TASK DESCRIPTION: Copy the lines below word for word, keeping every character and line break as shown.

SUPPLIED RECORDS:

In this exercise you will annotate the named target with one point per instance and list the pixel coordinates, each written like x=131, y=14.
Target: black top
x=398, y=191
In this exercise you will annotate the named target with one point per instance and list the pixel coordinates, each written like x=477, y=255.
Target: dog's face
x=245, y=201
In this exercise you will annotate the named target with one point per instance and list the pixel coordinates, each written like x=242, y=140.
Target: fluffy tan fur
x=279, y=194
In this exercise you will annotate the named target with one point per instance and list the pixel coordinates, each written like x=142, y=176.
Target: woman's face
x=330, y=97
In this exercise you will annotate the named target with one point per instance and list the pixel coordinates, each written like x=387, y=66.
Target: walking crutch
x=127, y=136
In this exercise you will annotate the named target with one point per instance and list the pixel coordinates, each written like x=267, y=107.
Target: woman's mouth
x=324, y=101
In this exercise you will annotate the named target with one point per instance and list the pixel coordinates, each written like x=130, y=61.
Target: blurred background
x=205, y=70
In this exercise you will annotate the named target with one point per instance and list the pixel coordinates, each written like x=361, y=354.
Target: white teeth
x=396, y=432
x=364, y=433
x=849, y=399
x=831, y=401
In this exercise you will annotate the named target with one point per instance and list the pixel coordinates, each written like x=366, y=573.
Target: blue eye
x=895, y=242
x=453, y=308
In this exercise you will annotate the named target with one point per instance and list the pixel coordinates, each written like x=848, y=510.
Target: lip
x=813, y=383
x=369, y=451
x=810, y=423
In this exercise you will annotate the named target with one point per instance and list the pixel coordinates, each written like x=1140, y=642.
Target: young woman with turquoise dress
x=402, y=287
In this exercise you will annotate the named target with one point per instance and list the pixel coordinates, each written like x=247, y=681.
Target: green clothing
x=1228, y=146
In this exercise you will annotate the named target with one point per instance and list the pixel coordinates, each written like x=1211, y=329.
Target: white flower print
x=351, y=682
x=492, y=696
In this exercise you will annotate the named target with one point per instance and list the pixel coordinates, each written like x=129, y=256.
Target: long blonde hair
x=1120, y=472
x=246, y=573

EXERCISE ANSWER:
In this exercise you will annotate the named target with one point per instance and list the pixel coordinates, each written like x=131, y=14.
Target: black top
x=398, y=191
In this exercise you will annotate the named target with one point per instance and list the pixel coordinates, each written like x=477, y=255.
Target: dog's face
x=245, y=201
In this exercise you will annotate the named target with one point per instance and list the pixel coordinates, each written like x=242, y=140.
Target: fluffy tan fur
x=279, y=194
In this exercise you will annotate the named target with one point per instance and list the pixel coordinates, each written like x=142, y=176.
Target: woman's face
x=330, y=97
In this exercise you will annotate the named target with one point per instance and list the pixel coordinates, each written like x=387, y=66.
Target: walking crutch
x=127, y=136
In this exercise you will annotate the named target with one point per instance and list the pixel coordinates, each written like x=267, y=107.
Target: woman's mouth
x=324, y=101
In this exercise you will annotate the named target with one point per instance and list the pixel coordinates, each written like x=130, y=61.
Target: blurred background
x=205, y=70
In this exercise you will annotate the named target with one point per instance and list the pixel coordinates, each written like x=361, y=354.
Target: white teeth
x=396, y=432
x=364, y=433
x=849, y=399
x=831, y=401
In this exercise you will annotate the named target with one point per instance and list the pixel coordinates, each written like x=366, y=573.
Target: blue eye
x=895, y=242
x=453, y=308
In this exercise you will annotate the named target with one point per instance and list the pixel coordinates, each written like x=848, y=510.
Target: lip
x=813, y=383
x=369, y=451
x=810, y=423
In this exercise you will annotate the named target with one point per instance and list the pixel coordinates, each written like x=1140, y=642.
Target: young woman with turquoise dress
x=402, y=287
In this exercise you will annotate the named target with one point per instance and list the pixel coordinates, each written like x=247, y=681.
Target: green clothing
x=1228, y=146
In this exercise you will annotate the named target with one point per instance and list the pixel coordinates, each written like x=1211, y=329.
Target: white flower print
x=351, y=682
x=492, y=696
In this exercise you will annotate the named target with one point per instance and list the pixel coordinates, each written like x=129, y=256.
Target: long blonde hair
x=1120, y=472
x=246, y=573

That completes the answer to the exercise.